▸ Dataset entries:

++++++

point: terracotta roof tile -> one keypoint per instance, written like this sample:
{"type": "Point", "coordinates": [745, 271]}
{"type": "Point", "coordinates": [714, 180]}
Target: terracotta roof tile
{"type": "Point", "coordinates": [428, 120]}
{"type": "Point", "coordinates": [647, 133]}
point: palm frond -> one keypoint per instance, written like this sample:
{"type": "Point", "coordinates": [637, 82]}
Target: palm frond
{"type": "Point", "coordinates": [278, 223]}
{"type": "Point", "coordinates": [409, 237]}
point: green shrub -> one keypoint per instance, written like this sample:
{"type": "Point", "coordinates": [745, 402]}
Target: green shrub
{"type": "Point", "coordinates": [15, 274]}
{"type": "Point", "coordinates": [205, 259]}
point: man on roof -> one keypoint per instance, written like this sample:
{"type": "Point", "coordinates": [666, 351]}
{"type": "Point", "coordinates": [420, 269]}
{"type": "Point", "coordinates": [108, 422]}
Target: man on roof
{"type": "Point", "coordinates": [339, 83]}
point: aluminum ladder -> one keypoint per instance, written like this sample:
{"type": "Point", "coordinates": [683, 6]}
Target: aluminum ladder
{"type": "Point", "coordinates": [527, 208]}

++++++

▸ WORK TO BE COMPLETED: Reproduce every line above, character for character, without changing anything.

▸ WRITTEN ANSWER:
point: terracotta roof tile -> one keypoint per instance, written like this sample:
{"type": "Point", "coordinates": [745, 271]}
{"type": "Point", "coordinates": [714, 180]}
Target: terracotta roof tile
{"type": "Point", "coordinates": [428, 120]}
{"type": "Point", "coordinates": [647, 133]}
point: palm frond -> one keypoint per instance, written like this sample:
{"type": "Point", "coordinates": [637, 82]}
Target: palm frond
{"type": "Point", "coordinates": [278, 223]}
{"type": "Point", "coordinates": [409, 237]}
point: green shrub -> one keypoint per instance, written like this sample:
{"type": "Point", "coordinates": [745, 402]}
Target: green shrub
{"type": "Point", "coordinates": [15, 274]}
{"type": "Point", "coordinates": [205, 259]}
point: man on roof -> one keypoint per instance, written like this sample:
{"type": "Point", "coordinates": [666, 351]}
{"type": "Point", "coordinates": [420, 269]}
{"type": "Point", "coordinates": [108, 422]}
Target: man on roof
{"type": "Point", "coordinates": [339, 83]}
point: aluminum ladder -> one keypoint per instance, written like this sample:
{"type": "Point", "coordinates": [683, 6]}
Target: aluminum ladder
{"type": "Point", "coordinates": [527, 208]}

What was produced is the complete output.